═══ Material to process ═══

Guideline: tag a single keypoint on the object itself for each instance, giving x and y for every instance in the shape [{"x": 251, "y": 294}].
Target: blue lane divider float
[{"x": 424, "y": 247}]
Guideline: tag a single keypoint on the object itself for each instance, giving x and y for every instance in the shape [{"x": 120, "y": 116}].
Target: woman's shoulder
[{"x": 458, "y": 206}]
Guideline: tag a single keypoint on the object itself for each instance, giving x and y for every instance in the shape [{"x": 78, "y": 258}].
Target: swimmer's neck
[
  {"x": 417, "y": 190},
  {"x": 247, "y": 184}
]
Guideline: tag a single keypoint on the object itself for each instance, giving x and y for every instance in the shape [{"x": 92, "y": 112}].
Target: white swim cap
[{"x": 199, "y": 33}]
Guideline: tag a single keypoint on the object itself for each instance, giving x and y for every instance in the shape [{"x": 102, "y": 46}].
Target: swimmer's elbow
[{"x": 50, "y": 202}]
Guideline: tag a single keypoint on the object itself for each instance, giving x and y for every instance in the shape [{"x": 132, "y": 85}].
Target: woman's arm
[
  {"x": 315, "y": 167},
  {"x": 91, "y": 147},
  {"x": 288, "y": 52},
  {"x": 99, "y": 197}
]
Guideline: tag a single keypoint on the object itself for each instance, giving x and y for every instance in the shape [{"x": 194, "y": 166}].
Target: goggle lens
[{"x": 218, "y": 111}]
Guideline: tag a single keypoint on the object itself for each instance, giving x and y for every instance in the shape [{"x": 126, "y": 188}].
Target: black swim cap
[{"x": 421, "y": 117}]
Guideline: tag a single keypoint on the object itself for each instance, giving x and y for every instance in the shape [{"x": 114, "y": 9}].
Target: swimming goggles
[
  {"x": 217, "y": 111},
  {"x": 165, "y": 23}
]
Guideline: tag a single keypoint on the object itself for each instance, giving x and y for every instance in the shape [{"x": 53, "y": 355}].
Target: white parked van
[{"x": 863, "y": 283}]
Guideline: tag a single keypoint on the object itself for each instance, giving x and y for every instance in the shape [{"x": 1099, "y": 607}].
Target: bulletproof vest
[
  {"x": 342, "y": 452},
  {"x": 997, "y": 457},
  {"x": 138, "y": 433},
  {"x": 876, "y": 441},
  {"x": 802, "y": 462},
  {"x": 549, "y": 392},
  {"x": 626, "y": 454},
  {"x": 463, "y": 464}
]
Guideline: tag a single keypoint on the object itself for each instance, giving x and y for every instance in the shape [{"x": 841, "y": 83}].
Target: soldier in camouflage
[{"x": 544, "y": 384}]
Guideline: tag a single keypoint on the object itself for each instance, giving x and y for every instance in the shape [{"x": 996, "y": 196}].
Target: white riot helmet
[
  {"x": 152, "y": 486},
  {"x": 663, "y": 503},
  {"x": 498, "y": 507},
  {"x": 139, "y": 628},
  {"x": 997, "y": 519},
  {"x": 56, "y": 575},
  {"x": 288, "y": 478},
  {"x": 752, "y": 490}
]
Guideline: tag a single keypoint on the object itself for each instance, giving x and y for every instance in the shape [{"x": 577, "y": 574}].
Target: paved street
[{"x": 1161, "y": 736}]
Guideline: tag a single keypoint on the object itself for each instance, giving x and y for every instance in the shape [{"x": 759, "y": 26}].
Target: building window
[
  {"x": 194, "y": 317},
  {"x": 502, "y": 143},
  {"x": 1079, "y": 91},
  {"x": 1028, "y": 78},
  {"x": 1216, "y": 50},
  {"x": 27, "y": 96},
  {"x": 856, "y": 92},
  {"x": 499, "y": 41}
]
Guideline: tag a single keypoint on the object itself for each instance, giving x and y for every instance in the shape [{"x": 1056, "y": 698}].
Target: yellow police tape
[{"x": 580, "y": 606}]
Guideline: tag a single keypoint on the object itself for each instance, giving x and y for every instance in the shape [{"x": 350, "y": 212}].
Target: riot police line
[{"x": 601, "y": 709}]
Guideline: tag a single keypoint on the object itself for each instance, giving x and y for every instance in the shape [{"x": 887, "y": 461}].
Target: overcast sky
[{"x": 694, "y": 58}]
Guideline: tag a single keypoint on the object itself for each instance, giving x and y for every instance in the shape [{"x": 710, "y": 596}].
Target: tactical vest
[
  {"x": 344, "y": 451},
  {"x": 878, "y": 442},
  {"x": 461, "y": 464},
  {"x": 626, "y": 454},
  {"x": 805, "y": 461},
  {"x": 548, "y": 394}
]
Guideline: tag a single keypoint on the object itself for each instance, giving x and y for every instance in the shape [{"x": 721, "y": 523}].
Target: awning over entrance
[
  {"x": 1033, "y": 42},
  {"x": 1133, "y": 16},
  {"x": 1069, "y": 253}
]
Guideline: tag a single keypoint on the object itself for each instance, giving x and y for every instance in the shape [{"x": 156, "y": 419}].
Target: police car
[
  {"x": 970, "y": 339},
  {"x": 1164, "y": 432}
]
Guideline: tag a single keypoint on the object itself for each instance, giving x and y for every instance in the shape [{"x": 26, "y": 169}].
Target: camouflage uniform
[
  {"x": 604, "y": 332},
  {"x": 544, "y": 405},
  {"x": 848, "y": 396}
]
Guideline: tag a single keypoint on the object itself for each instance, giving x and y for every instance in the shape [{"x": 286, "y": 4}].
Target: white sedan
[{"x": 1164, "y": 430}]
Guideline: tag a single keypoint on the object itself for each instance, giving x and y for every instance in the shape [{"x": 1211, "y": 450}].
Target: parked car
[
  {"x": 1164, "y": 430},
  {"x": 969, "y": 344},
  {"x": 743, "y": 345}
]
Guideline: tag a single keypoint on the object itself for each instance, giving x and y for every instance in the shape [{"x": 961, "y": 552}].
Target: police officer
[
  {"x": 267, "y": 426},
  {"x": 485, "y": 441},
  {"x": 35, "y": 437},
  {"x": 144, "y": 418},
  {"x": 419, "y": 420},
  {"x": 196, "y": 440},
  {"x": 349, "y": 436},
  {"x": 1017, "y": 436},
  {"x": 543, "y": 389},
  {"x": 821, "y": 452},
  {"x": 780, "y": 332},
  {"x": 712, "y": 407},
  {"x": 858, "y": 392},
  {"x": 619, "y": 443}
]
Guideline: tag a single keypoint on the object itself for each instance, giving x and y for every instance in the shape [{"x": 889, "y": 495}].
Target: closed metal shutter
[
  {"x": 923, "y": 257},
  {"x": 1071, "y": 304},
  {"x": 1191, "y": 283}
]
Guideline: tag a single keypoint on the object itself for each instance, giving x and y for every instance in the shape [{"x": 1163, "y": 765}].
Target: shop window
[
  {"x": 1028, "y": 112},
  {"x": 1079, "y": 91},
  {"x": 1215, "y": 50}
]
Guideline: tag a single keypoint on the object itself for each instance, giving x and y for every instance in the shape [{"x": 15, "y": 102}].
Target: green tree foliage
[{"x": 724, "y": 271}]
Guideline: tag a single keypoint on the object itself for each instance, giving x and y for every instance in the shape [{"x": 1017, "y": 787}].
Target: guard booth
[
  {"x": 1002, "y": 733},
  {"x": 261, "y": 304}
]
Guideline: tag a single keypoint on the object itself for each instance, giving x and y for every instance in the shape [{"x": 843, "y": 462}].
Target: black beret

═══

▶ **Aim of the task**
A faithful, complete reproduction of the listing above is requested.

▶ **Solution**
Guideline: tag a single keypoint on the object itself for each instance, giving x and y for every instance in the shape [{"x": 251, "y": 294}].
Target: blue lane divider float
[{"x": 424, "y": 247}]
Guideline: tag a single keypoint on the object itself for each instance, giving x and y for every instance in the shape [{"x": 120, "y": 116}].
Target: woman's shoulder
[{"x": 458, "y": 206}]
Guideline: tag a single keypoint on the object itself for each instance, giving x and y for every instance in the shape [{"x": 78, "y": 258}].
Target: swimmer's neck
[
  {"x": 417, "y": 190},
  {"x": 247, "y": 184}
]
Guideline: tag a single keypoint on the object itself for each instance, giving x and y for every instance in the shape [{"x": 92, "y": 112}].
Target: white swim cap
[{"x": 199, "y": 33}]
Guideline: tag a single keypoint on the object itself for each instance, giving x and y for every instance in the shape [{"x": 102, "y": 46}].
Target: swimmer's elbow
[{"x": 50, "y": 202}]
Guideline: tag a single keypoint on the object itself for each instance, giving x and y for every instance in the shape [{"x": 132, "y": 85}].
Target: woman's arm
[
  {"x": 315, "y": 167},
  {"x": 91, "y": 147},
  {"x": 288, "y": 52},
  {"x": 99, "y": 197}
]
Guideline: tag a single keypoint on the object itself for each instance, giving x and y for every instance in the shape [{"x": 194, "y": 166}].
Target: goggle lens
[{"x": 218, "y": 111}]
Guideline: tag a single keypoint on the object itself for each instance, giving x and y for every instance in the shape [{"x": 126, "y": 188}].
Target: black swim cap
[{"x": 421, "y": 117}]
Guideline: tag a single keypoint on the object itself for each instance, giving x and y for every instance in the shape [{"x": 114, "y": 9}].
Target: swimming goggles
[
  {"x": 217, "y": 111},
  {"x": 165, "y": 23}
]
Guideline: tag a single keypoint on the object itself for each instance, giving x and y for every instance in the shape [{"x": 53, "y": 355}].
Target: white parked van
[{"x": 863, "y": 283}]
Guideline: tag a single keypoint on the object itself for each instance, giving x and y for every instance in the shape [{"x": 1099, "y": 607}].
Target: bulletproof vest
[
  {"x": 342, "y": 452},
  {"x": 997, "y": 457},
  {"x": 138, "y": 433},
  {"x": 876, "y": 441},
  {"x": 802, "y": 462},
  {"x": 549, "y": 392},
  {"x": 626, "y": 454},
  {"x": 463, "y": 464}
]
Guideline: tag a single keypoint on the object itself for each instance, giving x and y for every instance in the shape [{"x": 841, "y": 83}].
Target: soldier in camouflage
[{"x": 544, "y": 384}]
Guideline: tag a single keypoint on the object itself for each instance, giving x and y for every instance in the shape [{"x": 996, "y": 196}].
Target: white riot helmet
[
  {"x": 152, "y": 486},
  {"x": 663, "y": 503},
  {"x": 498, "y": 507},
  {"x": 139, "y": 628},
  {"x": 997, "y": 519},
  {"x": 56, "y": 575},
  {"x": 288, "y": 478},
  {"x": 752, "y": 490}
]
Guideline: tag a single keypoint on the object itself for each instance, giving x and y for every instance in the shape [{"x": 577, "y": 574}].
Target: paved street
[{"x": 1161, "y": 736}]
Guideline: tag a single keypoint on the object itself for each instance, giving x and y for every instance in the shape [{"x": 759, "y": 26}].
Target: building window
[
  {"x": 194, "y": 317},
  {"x": 502, "y": 143},
  {"x": 1079, "y": 91},
  {"x": 1028, "y": 78},
  {"x": 1216, "y": 50},
  {"x": 27, "y": 96},
  {"x": 856, "y": 92},
  {"x": 499, "y": 41}
]
Guideline: tag a single keypoint on the object itself for each instance, giving x and y for every instance in the shape [{"x": 1056, "y": 698}].
Target: yellow police tape
[{"x": 580, "y": 606}]
Guideline: tag a single keypoint on the object itself for each instance, giving x and y for every instance in the shape [{"x": 350, "y": 212}].
Target: riot police line
[{"x": 601, "y": 709}]
Guideline: tag a single keypoint on the object itself for each instance, giving x and y for every instance in the shape [{"x": 887, "y": 461}].
Target: overcast sky
[{"x": 694, "y": 58}]
Guideline: tag a single keypoint on the object itself for each instance, giving x and y for every instance in the shape [{"x": 710, "y": 596}].
Target: tactical vest
[
  {"x": 344, "y": 451},
  {"x": 878, "y": 442},
  {"x": 461, "y": 464},
  {"x": 626, "y": 454},
  {"x": 805, "y": 461},
  {"x": 548, "y": 394}
]
Guideline: tag a single keypoint on the object itself for each instance, giving x and y for every instance in the shape [{"x": 721, "y": 523}].
Target: awning over entrance
[
  {"x": 1033, "y": 42},
  {"x": 1133, "y": 16},
  {"x": 1069, "y": 253}
]
Guideline: tag a single keypoint on the object itself for each instance, giving x and y for every instance in the shape [{"x": 156, "y": 419}].
Target: police car
[
  {"x": 970, "y": 339},
  {"x": 1164, "y": 432}
]
Guideline: tag a single keypoint on the object itself for each instance, giving x and y for every instance in the shape [{"x": 26, "y": 169}].
Target: camouflage uniform
[
  {"x": 604, "y": 332},
  {"x": 544, "y": 405},
  {"x": 848, "y": 396}
]
Guideline: tag a single keypoint on the object itself for each instance, giving x and y for every instance in the shape [{"x": 286, "y": 4}].
Target: white sedan
[{"x": 1164, "y": 430}]
Guideline: tag a single keypoint on the object itself for each instance, giving x and y for every instance in the shape [{"x": 1211, "y": 450}].
Target: parked car
[
  {"x": 1164, "y": 430},
  {"x": 969, "y": 344},
  {"x": 743, "y": 345}
]
Guideline: tag a single keypoint on the object itself for each instance, giving x and y for every instance in the shape [{"x": 961, "y": 552}].
Target: police officer
[
  {"x": 267, "y": 426},
  {"x": 485, "y": 441},
  {"x": 35, "y": 437},
  {"x": 144, "y": 418},
  {"x": 419, "y": 420},
  {"x": 196, "y": 440},
  {"x": 349, "y": 436},
  {"x": 1017, "y": 436},
  {"x": 543, "y": 389},
  {"x": 821, "y": 452},
  {"x": 780, "y": 332},
  {"x": 712, "y": 407},
  {"x": 858, "y": 392},
  {"x": 619, "y": 443}
]
Guideline: tag a single keypoint on the object itself for each instance, giving x and y for every instance in the shape [{"x": 889, "y": 495}].
Target: closed metal shutter
[
  {"x": 923, "y": 257},
  {"x": 1071, "y": 304},
  {"x": 1191, "y": 283}
]
Guideline: tag a single keypoint on the object itself for each instance, giving x and y for every instance in the shape [{"x": 1163, "y": 765}].
Target: shop window
[
  {"x": 1028, "y": 112},
  {"x": 1079, "y": 91},
  {"x": 1215, "y": 50}
]
Guideline: tag a single keypoint on the object itself for each instance, giving x and y for every instance in the shape [{"x": 15, "y": 102}].
Target: green tree foliage
[{"x": 724, "y": 271}]
Guideline: tag a single keypoint on the object itself for each instance, giving x and y for every instance in the shape [{"x": 1017, "y": 787}].
Target: guard booth
[
  {"x": 1002, "y": 733},
  {"x": 261, "y": 304}
]
Guideline: tag a single keypoint on the object itself for each instance, giving x and y for every instance in the shape [{"x": 843, "y": 462}].
Target: black beret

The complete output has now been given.